* start PAGE TEXT *
Attached is a screenshot of the range from the last day, but we're most concerned about the last 2 locks.
During the most recent lock, the constant low range toward the end (19:45 - 20:00 UTC 6Jan2017) appears to be from the sensor correction toggling of the Xend station ISI (see Jim's alog 33028 for details on why that was necessary), which was coincident with a broad band of extra glitchiness on the DMT Omega plot between 700Hz-1100Hz. We'd like to look into this separately, but we'll prioritize it below the major glitchiness at lower frequencies that we've had the last 2 locks.
Some things that could be helpful:
Young-Min, Sheila Jeff Cheryl Jim Jenne
We had a lock stretch with large glitches and poor range starting at around 18:40 UTC to 20:09 UTC Jan 6th, Jenne is writing about some of the other issues with this lock stretch, but there might be a useful clue for investigating the 1084 Hz glitches in this data,
The behavoir of 1084Hz seemed normal until Jim Warner turned off the sensor correction at ETMX because of a problem with the BRS (alog 33028) at 19:44:49 UTC. The 1084Hz peak got much larger and became very non stationary, and other non stationary noise appeared at high frequencies (see comparison between red and green traces in the attached screenshot and spectrogram in summary page). This continued until 19:59:28 when Jim turned the sensor correction back on with the BRS damper on. We were planning to try an on off test, but lost lock at 20:09 UTC for unknown reasons.
* end PAGE TEXT *
• **TO-DO LIST**:
[1] According to the lock report, at what time did Jim Warner turn off the sensor correction at ETMX?
[2] Condense the paragraph of the lock report beginning "The behavoir of 1084Hz" into a short bulleted list that keeps its main facts.
[3] Reproduce the lock report word for word, starting at "During the most" and ending at "had the last 2 locks.".
* start DATA ROWS *
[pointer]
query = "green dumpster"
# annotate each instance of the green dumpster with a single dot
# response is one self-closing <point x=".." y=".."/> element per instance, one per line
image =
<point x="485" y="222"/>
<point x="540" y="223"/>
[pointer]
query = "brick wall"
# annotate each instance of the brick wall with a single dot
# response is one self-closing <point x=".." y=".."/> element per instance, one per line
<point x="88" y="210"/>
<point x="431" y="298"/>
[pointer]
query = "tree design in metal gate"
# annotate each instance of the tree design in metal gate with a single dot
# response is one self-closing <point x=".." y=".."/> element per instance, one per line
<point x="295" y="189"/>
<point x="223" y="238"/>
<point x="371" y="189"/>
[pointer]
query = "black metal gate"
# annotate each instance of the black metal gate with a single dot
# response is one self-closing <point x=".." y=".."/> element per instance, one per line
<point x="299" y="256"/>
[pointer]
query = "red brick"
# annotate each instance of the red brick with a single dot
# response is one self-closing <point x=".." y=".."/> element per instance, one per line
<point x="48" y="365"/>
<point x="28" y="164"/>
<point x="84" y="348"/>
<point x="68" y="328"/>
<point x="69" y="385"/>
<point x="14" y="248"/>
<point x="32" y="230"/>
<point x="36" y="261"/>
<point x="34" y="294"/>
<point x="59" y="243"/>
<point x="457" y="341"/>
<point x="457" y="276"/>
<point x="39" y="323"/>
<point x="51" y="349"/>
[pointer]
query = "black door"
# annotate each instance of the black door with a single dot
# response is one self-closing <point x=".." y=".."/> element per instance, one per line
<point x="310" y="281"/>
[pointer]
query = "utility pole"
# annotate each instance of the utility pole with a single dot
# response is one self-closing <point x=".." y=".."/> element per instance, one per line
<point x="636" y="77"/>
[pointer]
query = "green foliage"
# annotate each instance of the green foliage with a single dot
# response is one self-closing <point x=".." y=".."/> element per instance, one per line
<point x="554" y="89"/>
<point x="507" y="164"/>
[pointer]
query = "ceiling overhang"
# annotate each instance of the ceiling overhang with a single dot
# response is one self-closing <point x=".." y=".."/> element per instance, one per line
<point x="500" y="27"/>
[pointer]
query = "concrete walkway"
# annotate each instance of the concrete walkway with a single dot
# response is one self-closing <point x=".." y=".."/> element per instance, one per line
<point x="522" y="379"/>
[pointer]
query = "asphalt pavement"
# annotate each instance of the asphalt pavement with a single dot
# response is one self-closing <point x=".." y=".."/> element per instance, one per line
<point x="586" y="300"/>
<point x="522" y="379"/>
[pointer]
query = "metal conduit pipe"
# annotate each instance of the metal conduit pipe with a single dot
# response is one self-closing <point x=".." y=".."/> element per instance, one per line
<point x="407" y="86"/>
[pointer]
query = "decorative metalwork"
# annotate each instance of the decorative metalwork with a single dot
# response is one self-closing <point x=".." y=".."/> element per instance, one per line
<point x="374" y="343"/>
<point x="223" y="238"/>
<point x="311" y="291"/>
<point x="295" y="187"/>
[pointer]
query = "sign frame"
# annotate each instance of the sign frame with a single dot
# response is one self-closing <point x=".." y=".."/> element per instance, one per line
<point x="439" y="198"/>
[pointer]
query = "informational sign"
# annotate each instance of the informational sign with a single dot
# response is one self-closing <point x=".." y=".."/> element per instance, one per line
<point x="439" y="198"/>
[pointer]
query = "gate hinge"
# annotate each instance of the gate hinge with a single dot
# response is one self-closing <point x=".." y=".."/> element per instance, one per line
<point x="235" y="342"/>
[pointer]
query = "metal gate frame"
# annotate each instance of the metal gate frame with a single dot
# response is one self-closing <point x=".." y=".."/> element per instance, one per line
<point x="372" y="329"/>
* end DATA ROWS *
• **OUTPUTS**:
[1] 19:44:49 UTC

[2]
- The 1084 Hz behavior seemed normal until Jim Warner turned off the ETMX sensor correction at 19:44:49 UTC because of a problem with the BRS (alog 33028).
- The 1084 Hz peak then got much larger and very non-stationary, and other non-stationary noise appeared at high frequencies.
- This continued until 19:59:28, when Jim turned the sensor correction back on with the BRS damper on.
- A planned on/off test did not happen because lock was lost at 20:09 UTC for unknown reasons.

[3]
During the most recent lock, the constant low range toward the end (19:45 - 20:00 UTC 6Jan2017) appears to be from the sensor correction toggling of the Xend station ISI (see Jim's alog 33028 for details on why that was necessary), which was coincident with a broad band of extra glitchiness on the DMT Omega plot between 700Hz-1100Hz. We'd like to look into this separately, but we'll prioritize it below the major glitchiness at lower frequencies that we've had the last 2 locks.